Stored entries:
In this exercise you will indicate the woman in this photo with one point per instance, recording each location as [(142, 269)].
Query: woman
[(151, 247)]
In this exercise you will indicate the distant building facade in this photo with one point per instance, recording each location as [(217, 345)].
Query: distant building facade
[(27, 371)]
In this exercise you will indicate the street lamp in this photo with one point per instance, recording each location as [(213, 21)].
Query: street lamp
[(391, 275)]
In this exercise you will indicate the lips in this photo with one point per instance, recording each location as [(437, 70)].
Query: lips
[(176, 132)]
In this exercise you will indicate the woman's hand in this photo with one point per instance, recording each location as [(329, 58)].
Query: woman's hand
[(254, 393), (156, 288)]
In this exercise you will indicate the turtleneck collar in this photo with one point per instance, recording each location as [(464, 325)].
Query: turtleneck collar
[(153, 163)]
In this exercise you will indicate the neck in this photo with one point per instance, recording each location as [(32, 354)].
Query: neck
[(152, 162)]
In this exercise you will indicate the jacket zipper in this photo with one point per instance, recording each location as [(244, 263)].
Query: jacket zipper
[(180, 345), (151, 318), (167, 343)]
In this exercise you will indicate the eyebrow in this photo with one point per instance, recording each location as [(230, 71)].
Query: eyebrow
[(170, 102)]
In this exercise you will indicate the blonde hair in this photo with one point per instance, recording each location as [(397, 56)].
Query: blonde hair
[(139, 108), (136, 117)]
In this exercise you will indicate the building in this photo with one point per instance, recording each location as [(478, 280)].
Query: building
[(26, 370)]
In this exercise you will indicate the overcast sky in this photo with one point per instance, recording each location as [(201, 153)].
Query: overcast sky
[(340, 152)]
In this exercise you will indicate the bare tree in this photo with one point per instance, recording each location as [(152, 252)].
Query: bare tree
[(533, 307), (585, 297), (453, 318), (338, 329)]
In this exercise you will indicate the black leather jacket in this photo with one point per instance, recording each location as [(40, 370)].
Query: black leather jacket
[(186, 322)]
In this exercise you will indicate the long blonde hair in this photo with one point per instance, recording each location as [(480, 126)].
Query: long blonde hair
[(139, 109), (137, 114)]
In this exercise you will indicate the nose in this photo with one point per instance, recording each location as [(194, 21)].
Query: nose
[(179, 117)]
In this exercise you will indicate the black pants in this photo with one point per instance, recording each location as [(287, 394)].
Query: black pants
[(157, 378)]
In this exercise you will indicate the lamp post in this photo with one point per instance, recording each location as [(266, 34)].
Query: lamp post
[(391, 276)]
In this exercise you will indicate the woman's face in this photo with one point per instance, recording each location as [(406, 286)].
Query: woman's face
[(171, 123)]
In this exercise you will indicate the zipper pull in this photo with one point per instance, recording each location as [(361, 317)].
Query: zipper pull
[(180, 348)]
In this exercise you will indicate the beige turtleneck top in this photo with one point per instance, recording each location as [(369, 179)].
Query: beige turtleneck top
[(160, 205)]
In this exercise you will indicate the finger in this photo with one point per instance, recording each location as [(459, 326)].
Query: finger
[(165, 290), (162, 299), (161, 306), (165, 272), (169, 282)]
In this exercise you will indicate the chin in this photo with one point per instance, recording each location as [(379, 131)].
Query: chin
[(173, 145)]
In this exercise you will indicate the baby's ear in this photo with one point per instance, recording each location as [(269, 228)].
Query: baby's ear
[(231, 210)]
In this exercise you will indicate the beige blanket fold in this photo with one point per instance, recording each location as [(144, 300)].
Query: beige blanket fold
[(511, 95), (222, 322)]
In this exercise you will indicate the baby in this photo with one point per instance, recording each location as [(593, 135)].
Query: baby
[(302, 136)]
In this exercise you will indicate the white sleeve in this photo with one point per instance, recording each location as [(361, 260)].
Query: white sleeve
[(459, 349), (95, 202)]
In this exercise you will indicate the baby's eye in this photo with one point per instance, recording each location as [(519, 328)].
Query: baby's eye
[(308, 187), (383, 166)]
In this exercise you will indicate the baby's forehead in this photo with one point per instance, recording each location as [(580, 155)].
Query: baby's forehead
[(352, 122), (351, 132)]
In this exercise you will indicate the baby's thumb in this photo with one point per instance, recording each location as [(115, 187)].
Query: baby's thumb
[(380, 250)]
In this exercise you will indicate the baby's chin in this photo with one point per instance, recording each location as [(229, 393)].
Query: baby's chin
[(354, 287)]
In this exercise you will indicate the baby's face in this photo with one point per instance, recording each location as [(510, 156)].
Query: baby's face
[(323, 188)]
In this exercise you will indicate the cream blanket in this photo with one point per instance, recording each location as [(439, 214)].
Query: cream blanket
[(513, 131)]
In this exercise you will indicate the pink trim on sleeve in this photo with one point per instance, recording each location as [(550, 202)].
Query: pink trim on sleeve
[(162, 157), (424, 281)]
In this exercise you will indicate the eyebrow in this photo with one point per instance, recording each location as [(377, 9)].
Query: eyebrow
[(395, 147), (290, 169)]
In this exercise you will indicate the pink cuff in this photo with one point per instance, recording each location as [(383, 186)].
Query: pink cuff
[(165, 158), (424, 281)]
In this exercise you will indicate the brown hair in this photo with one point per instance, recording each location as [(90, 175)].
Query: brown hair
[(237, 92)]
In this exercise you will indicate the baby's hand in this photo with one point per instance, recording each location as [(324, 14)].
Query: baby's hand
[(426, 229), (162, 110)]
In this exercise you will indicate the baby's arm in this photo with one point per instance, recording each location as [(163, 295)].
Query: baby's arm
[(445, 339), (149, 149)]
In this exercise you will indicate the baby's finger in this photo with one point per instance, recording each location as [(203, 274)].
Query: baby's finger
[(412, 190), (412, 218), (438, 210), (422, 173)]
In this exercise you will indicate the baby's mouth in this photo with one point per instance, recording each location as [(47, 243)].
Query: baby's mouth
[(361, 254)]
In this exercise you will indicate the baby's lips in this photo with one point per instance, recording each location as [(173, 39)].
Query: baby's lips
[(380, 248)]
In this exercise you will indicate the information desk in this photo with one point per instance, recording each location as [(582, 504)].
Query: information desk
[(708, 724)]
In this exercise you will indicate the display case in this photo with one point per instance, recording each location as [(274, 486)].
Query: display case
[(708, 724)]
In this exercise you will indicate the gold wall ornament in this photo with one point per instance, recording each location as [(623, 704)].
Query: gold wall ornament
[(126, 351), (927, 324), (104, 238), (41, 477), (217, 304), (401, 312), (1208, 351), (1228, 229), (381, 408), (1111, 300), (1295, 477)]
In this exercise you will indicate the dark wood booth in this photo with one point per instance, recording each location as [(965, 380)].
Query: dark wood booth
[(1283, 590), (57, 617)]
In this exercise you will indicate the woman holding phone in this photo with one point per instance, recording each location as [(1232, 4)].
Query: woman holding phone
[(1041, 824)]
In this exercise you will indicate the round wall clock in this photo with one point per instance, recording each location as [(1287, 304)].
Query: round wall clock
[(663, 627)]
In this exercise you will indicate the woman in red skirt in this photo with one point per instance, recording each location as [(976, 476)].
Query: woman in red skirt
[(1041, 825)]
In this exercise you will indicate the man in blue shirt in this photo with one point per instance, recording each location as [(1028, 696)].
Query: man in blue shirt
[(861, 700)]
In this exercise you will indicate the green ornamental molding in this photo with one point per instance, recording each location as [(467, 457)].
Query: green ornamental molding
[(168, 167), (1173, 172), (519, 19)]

__What to produce__. I'd like all of the entries written out again exactly as they appear above.

__Solution for this exercise__.
In this exercise you will indicate the woman in this photo with one point per instance, recording each location as [(142, 269)].
Query: woman
[(151, 247)]
In this exercise you will indicate the distant building facade in this photo with one point per instance, recording each location as [(217, 345)].
Query: distant building facade
[(27, 371)]
In this exercise you will indicate the street lamp in this photo with one point per instance, recording each location as [(213, 21)].
Query: street lamp
[(391, 275)]
In this exercise you will indicate the lips in this photo with one point per instance, recording each location as [(437, 70)].
Query: lips
[(176, 132)]
In this exercise you will indicate the woman's hand in this photo with one point per instance, recording each location as [(329, 58)].
Query: woman's hand
[(254, 393), (156, 288)]
In this exercise you will indicate the turtleneck collar in this photo with one point per instance, recording each location as [(464, 325)].
Query: turtleneck collar
[(153, 163)]
In this exercise you will indicate the neck in this photo with one point per instance, recording each location as [(32, 354)].
Query: neck
[(152, 162)]
In this exercise you will indicate the jacket zipper in this photo with one point per instance, recording each location as [(244, 263)].
Query: jacket zipper
[(180, 345), (151, 318), (167, 343)]
In this exercise you will indicate the eyebrow in this photo with one point per instance, recording each location as [(230, 71)].
Query: eyebrow
[(170, 102)]
In this exercise you will indicate the blonde hair in this photo with one point per instance, recording each location as [(397, 56)].
Query: blonde hair
[(139, 108), (136, 117)]
In this exercise you will indicate the building in this photo with one point per instance, recording each location as [(478, 280)].
Query: building
[(26, 370)]
In this exercise you will indicate the overcast sky in this photo with one point per instance, recording each location as [(201, 153)].
Query: overcast sky
[(340, 152)]
In this exercise you will indicate the bare tree in this photo with one point per instance, recording each location as [(152, 252)].
Query: bare tree
[(533, 307), (585, 297), (453, 318), (338, 329)]
In this exercise you will indicate the black leather jacket in this photo with one point per instance, recording each location as [(40, 370)].
Query: black leather jacket
[(186, 322)]
In this exercise you will indicate the long blonde hair in this photo with one point per instance, recording each location as [(480, 126)].
Query: long blonde hair
[(139, 109), (137, 114)]
In this exercise you will indicate the nose in this photo with one point per instance, recording each location as [(194, 21)].
Query: nose
[(179, 117)]
In this exercise you will indicate the black pants in this photo with one point per instance, recording each location as [(287, 394)].
Query: black pants
[(157, 378)]
In this exercise you will indicate the lamp post in this photo with one point per instance, recording each location as [(266, 34)].
Query: lamp post
[(391, 276)]
In this exercise you will indicate the woman's face in this photo with one point per instance, recording each location as [(406, 286)].
Query: woman's face
[(171, 123)]
In this exercise you will indicate the zipper pull in this photo with one point per instance, recording each location as [(361, 317)].
Query: zipper pull
[(180, 348)]
In this exercise you will indicate the beige turtleneck top in this photo with one point per instance, recording each location as [(369, 179)].
Query: beige turtleneck top
[(160, 205)]
In this exercise you will indicate the finger in this photo with one point per instance, recording each location as [(459, 326)].
Query: finger
[(165, 290), (162, 299), (161, 306), (165, 272), (169, 282)]
In this exercise you will indicate the chin in this photo with one point per instance, recording each location as [(379, 131)].
Query: chin
[(173, 145)]
In this exercise you will indicate the baby's ear in this photo with one point per instance, recording each location as [(269, 228)].
Query: baby's ear
[(231, 210)]
In this exercise you will indicate the beige blanket fold in this photo with one point per instance, recording each location as [(144, 300)].
Query: beige blanket fold
[(511, 95), (222, 322)]
In this exercise you will indicate the baby in this photo with one point per instance, recording each location as [(593, 135)].
Query: baby
[(302, 136)]
In this exercise you will indicate the white sleeve in this photo with one point per instance, recording each location as [(361, 260)].
Query: white sleeve
[(459, 349), (95, 202)]
In this exercise you will indicate the baby's eye in this photo with one point per instance, recording each location as [(519, 328)].
Query: baby's eye
[(308, 187), (383, 166)]
In this exercise you will indicate the baby's forehead in this photo with one point per instance, recording each location as [(580, 155)].
Query: baby's forehead
[(352, 122), (351, 132)]
In this exercise you will indicate the baby's thumb in this photo with one point per instance, recording each location as [(115, 187)].
Query: baby's thumb
[(380, 250)]
In this exercise you will indicate the baby's chin in this photo with one point per instance, recording each location as [(229, 393)].
Query: baby's chin
[(354, 287)]
In this exercise you will indicate the baby's face in this photo with one point per instance, recording each location as [(510, 156)].
Query: baby's face
[(323, 188)]
In this exercise you will indicate the cream blanket in this photo with one point per instance, recording each location as [(439, 214)].
Query: cream blanket
[(513, 131)]
In this exercise you will indicate the pink trim on sleeve in this photo with one point per instance, recording each location as [(550, 202)].
Query: pink trim on sleeve
[(162, 157), (424, 281)]
In this exercise you will indicate the eyebrow in this photo with one point per instance, recording each location as [(377, 9)].
Query: eyebrow
[(395, 147), (290, 169)]
In this exercise you will indicate the pink cuff in this photo with one point per instance, recording each location as [(383, 186)].
Query: pink cuff
[(165, 158), (424, 281)]
In this exercise you will indicate the brown hair in this photo with one point per instance, recording each location as [(90, 175)].
Query: brown hair
[(237, 92)]
In this exercise you will indicate the baby's hand in this photo with one point per instance, recording each location as [(324, 14)].
Query: baby's hand
[(426, 229), (162, 110)]
In this exercise you will indicate the baby's arm in this photo with one point per instance, recording each location as [(163, 295)].
Query: baby's arm
[(445, 339), (149, 149)]
In this exercise you will indicate the baby's finger in this photo with one point per instance, recording each location as [(203, 274)].
Query: baby's finger
[(412, 190), (412, 218), (438, 210), (422, 173)]
In this exercise you will indicate the baby's mouth in this photo with one point per instance, recording each location as [(47, 243)].
Query: baby's mouth
[(361, 254)]
In this exercise you will indicate the baby's lips in this photo with one point per instance, recording each location as [(173, 39)].
Query: baby's lips
[(380, 248)]
In this exercise you will indicate the information desk in this photo with one point per instance, recording each location as [(582, 504)].
Query: information desk
[(708, 724)]
In this exercise you will indicate the display case in this photo with one point per instance, recording each location as [(274, 486)].
Query: display case
[(708, 724)]
In this exercise you will indicate the gold wall ornament in this photo with one point per instance, recording each location as [(623, 704)].
Query: gold wall ornament
[(126, 351), (927, 324), (104, 238), (41, 477), (217, 304), (401, 312), (1208, 351), (1228, 229), (381, 408), (1111, 300), (1295, 477)]
In this exercise you will indicate the dark wood booth in this photo with one point per instance, recording each location as [(965, 380)].
Query: dark wood booth
[(1283, 590), (57, 617)]
In this exercise you will indicate the woman holding phone in this photo with one point per instance, recording each location as [(1232, 4)].
Query: woman holding phone
[(1041, 824)]
In this exercise you will indicate the round wall clock in this photo with one point per instance, recording each location as [(1287, 304)].
Query: round wall clock
[(663, 627)]
In this exercise you will indicate the woman in red skirt in this photo with one point per instance, recording each location as [(976, 476)].
Query: woman in red skirt
[(1041, 825)]
In this exercise you will indicate the man in blue shirt in this photo with one point per instance, recording each location as [(1028, 696)].
Query: man in blue shirt
[(861, 700)]
In this exercise you will indicate the green ornamental molding in this photo with one point per instance, recording each location as [(467, 457)].
Query: green ornamental molding
[(168, 167), (1173, 172), (519, 19)]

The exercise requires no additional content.